▶ Listed entries:
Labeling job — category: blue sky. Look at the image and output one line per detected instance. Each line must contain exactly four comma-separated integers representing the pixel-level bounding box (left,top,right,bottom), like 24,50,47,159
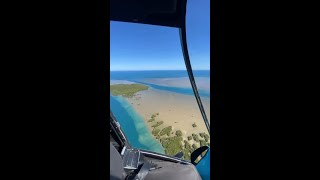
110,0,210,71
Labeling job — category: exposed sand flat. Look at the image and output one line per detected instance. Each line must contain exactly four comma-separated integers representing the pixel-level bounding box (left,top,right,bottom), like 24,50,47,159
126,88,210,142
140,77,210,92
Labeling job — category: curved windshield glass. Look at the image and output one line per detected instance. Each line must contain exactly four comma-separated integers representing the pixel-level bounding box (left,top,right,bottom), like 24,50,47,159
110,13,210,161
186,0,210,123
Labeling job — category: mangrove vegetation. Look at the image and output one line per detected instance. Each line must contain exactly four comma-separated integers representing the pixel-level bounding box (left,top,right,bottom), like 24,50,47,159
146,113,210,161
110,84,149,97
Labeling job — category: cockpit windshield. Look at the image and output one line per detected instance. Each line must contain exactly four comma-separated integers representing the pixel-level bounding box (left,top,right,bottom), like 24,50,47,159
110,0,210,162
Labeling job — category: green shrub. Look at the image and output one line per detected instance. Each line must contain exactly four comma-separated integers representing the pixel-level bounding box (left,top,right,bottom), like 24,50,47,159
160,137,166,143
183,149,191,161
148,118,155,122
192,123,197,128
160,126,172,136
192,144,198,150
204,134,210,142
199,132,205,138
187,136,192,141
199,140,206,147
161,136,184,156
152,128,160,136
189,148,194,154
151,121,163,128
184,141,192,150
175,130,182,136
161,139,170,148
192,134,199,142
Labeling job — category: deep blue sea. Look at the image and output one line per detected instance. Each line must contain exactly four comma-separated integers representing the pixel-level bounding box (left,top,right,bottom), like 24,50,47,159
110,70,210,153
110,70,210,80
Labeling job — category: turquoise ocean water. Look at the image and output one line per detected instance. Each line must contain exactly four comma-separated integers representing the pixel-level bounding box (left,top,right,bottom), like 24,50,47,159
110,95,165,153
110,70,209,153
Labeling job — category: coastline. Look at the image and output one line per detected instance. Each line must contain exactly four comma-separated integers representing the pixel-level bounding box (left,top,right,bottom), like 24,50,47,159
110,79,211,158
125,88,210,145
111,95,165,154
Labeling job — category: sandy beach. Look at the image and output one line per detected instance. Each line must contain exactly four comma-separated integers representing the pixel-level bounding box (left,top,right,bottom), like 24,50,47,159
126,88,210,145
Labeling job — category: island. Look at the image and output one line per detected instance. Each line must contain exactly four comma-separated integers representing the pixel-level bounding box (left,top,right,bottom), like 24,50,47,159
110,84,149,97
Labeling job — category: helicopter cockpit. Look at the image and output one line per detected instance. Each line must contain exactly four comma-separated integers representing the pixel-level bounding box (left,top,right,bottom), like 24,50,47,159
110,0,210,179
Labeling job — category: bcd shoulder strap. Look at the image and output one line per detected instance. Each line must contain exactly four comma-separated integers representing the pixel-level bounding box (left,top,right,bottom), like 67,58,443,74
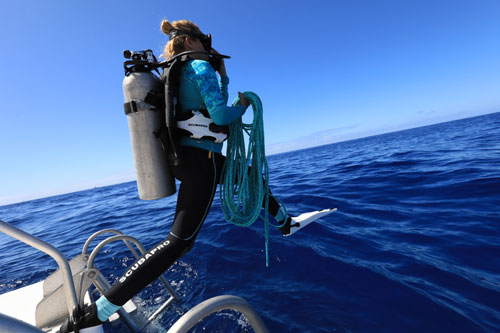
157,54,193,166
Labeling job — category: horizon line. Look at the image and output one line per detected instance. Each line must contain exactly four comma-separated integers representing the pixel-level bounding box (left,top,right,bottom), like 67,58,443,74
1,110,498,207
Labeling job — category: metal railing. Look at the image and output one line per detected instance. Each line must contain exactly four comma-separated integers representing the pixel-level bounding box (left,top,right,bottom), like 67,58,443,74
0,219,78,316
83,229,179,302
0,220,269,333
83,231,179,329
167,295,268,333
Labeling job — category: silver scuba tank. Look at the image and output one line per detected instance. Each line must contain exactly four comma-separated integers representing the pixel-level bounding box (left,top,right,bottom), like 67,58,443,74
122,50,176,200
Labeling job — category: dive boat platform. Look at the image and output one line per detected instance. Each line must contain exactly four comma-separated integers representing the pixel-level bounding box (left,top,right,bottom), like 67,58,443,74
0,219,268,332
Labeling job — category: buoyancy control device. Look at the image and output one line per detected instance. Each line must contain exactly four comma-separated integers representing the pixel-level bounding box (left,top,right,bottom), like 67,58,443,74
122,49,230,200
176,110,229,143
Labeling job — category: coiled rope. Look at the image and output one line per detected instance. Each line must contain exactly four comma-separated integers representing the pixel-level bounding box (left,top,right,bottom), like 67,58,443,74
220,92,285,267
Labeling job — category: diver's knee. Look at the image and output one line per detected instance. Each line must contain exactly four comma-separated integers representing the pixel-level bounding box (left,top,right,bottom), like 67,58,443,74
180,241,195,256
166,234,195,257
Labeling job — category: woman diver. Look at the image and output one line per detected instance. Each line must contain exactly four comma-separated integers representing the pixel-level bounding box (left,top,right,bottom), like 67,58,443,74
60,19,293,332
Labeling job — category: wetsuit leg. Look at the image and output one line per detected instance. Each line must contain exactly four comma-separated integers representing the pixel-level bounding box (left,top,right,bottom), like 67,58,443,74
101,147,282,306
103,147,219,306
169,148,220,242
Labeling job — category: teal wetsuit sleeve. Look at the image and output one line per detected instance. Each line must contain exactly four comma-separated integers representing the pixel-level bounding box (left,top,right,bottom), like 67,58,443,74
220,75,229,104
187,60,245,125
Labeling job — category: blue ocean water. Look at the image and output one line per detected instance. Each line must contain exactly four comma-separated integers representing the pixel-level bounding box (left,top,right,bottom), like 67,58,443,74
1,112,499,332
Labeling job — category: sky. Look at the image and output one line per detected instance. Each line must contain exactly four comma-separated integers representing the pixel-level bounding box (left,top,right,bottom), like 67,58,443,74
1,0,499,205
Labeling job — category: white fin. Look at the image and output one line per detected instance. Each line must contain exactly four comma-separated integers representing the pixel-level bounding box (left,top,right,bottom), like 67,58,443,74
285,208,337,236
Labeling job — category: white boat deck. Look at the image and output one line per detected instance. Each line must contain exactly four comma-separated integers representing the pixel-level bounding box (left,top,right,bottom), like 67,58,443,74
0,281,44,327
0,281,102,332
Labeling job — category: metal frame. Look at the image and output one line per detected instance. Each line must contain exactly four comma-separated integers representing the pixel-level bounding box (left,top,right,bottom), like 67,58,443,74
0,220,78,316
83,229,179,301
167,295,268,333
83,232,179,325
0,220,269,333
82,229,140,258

▶ Instructions to follow:
The answer should be an exact copy of the lines from the one containing "Labeling job — category: blue ocean" through the last line of the entries, both included.

▶ Exercise output:
Labeling job — category: blue ocean water. Look at the image and output one line per detected instance. Each line must contain exactly four comma-separated integers representing the pixel-level bounding box (left,top,right,bottom), like 67,58,443,74
1,112,499,332
Labeling job — category: sky. Look at the image and output one line per detected instance. Each line must contain exactly four comma-separated integers representing the pixel-level bounding box (left,top,right,bottom), like 67,58,443,74
1,0,499,205
Labeling job — category: white fin. Look at the image and output one line per detected instance. Each line must contain exactly four comma-separated integers representing the pixel-level bounding box (left,top,right,bottom), like 67,58,443,74
285,208,337,236
Labeling job — category: white boat deck. Look at the image and output one line per detected instance. Each line must contain exactly four comma-separated integers representing the pixel-level bounding box (left,top,right,bottom), like 67,58,443,74
0,281,44,327
0,281,102,332
Labeling job — category: metal frame. Look at the image and output one line per detected instance. Each line must contain exactly four comma-separated integers representing the pixel-level bounding box (left,top,right,bottom), like 67,58,443,74
0,220,78,316
83,229,179,301
167,295,268,333
83,232,179,325
0,220,269,333
82,229,140,258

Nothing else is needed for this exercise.